• **Trecho do texto**:
######

Agência UFC

Meio ambiente

Estudos da UFC comprovam elevada contaminação em águas, peixes e mariscos dos rios Ceará e Cocó com agrotóxicos urbanos

Investigação também identificou presença de substâncias tóxicas em peixes, caranguejos e sururus do rio Jaguaribe e do delta do Parnaíba

O intenso uso de agrotóxicos urbanos na Região Metropolitana de Fortaleza (RMF), comumente chamados de pesticidas e aplicados no combate a pragas domésticas, está ocasionando a contaminação dos rios Ceará e Cocó, com sérios riscos à saúde humana. A situação foi atestada por pesquisadores da Universidade Federal do Ceará (UFC) em estudos que comprovaram a presença dessas substâncias tóxicas na água, nos sedimentos e nos peixes e mariscos dos rios. 

Foram realizados quatro estudos, liderados por pesquisadores do Instituto de Ciências do Mar (LABOMAR-UFC). O primeiro se concentrou no rio Ceará, de onde foram coletadas amostras de água e de sedimentos da região do mangue por onde o rio passa. Os resultados comprovaram a presença de substâncias altamente tóxicas para organismos marinhos e de estuário, em níveis de magnitude semelhantes àqueles encontrados em áreas agrícolas e, em alguns casos, em volumes ainda maiores. 

A substância presente em maior quantidade foi a cipermetrina, seguida pela deltametrina, permetrina e malationa. À exceção da permetrina, esses agrotóxicos estão relacionados ao controle químico realizado na RMF no combate a pragas urbanas e vetores de doenças, a exemplo do mosquito Aedes aegypti, transmissor de arboviroses como dengue, zika e chikungunya. Já a permetrina está presente nos inseticidas de combate a pragas domésticas, como ratos, baratas e formigas, comuns tanto em produtos usados por serviços de dedetização como naqueles comprados por consumidores em supermercados.

######

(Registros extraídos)
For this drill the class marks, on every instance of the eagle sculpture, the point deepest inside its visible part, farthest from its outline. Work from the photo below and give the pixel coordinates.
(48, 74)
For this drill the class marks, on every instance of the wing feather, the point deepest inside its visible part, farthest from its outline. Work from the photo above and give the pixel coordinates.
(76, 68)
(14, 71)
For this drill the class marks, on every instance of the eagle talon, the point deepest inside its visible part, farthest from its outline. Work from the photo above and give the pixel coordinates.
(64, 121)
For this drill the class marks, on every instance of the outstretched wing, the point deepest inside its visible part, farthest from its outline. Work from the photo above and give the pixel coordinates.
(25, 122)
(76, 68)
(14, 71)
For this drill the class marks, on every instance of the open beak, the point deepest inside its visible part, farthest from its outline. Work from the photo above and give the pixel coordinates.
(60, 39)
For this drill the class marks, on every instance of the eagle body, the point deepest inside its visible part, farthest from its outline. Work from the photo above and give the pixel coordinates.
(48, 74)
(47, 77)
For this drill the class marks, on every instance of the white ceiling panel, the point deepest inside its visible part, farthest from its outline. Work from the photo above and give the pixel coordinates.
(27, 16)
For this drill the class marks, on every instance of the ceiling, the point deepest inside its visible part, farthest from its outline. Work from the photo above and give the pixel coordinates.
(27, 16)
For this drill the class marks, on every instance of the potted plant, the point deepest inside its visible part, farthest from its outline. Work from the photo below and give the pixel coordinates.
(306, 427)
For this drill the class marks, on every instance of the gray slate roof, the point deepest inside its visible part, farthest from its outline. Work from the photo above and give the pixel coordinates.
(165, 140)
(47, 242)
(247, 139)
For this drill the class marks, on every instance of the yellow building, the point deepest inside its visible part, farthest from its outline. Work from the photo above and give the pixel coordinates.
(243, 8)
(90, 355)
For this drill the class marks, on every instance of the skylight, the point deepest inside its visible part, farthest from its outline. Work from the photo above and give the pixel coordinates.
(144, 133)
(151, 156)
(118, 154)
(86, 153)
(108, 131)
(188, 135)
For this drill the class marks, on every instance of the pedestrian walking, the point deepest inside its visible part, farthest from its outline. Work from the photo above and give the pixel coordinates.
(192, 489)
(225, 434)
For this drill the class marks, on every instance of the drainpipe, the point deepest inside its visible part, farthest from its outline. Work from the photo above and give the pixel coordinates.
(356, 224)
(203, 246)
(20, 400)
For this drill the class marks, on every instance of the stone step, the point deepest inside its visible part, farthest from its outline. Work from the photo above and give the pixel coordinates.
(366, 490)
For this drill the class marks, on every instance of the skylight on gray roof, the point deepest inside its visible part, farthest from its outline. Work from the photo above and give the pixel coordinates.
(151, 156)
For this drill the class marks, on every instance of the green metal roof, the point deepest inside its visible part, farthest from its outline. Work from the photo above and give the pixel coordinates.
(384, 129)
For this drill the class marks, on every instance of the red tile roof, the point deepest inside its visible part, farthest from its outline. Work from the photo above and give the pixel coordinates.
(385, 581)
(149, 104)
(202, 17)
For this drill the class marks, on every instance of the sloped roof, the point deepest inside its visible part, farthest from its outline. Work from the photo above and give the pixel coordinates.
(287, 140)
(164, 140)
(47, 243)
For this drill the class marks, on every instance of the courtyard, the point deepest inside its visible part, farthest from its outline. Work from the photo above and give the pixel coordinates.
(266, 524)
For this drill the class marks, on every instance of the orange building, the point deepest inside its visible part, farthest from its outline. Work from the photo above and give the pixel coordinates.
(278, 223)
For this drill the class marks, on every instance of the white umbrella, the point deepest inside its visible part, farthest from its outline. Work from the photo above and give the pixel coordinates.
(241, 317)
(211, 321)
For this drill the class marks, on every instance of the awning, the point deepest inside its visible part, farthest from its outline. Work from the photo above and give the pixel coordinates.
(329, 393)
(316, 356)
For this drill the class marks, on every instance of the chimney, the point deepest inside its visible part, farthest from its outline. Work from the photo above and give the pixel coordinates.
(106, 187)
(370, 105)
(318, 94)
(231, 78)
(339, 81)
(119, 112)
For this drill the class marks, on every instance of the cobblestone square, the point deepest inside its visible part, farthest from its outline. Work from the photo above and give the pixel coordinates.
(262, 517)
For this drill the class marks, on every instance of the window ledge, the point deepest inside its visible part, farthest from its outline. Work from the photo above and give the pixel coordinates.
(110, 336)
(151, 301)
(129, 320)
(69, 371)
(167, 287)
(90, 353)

######

• **O que se pede**:
Prolongue a reportagem sobre a contaminação dos rios Ceará e Cocó por agrotóxicos urbanos, começando logo após a última frase apresentada.

• **Resposta do exercício**:
A ausência de áreas agrícolas na bacia do rio Ceará, conforme aponta o estudo, descarta a possibilidade de a contaminação estar vindo de atividades da agricultura, reforçando o argumento de que esses compostos estão principalmente relacionados a fontes e usos urbanos. “As principais fontes de entrada desses agrotóxicos são pelo uso em atividades urbanas e domésticas, tais como as dedetizações, os combates a pragas urbanas e o combate à dengue, que é feito pelo chamado fumacê, que usa o agrotóxico malationa”, explica o responsável pelo estudo, o Prof. Rivelino Cavalcante, do LABOMAR.  

Foto do professor Rivelino Cavalcante, homem branco, calvo, em um ambiente de laboratório. O professor está de jaleco, com braços cruzados, em frente a um computador com um gráfico de linha, e ao lado de uma máquina (Foto: Equipe Lacor/Labomar/UFC)
O Prof. Rivelino Cavalcante destaca que os altos volumes de agrotóxicos encontrados no rio e a considerável diversidade de substâncias no local tornam a situação preocupante (Foto: Equipe Lacor/Labomar/UFC)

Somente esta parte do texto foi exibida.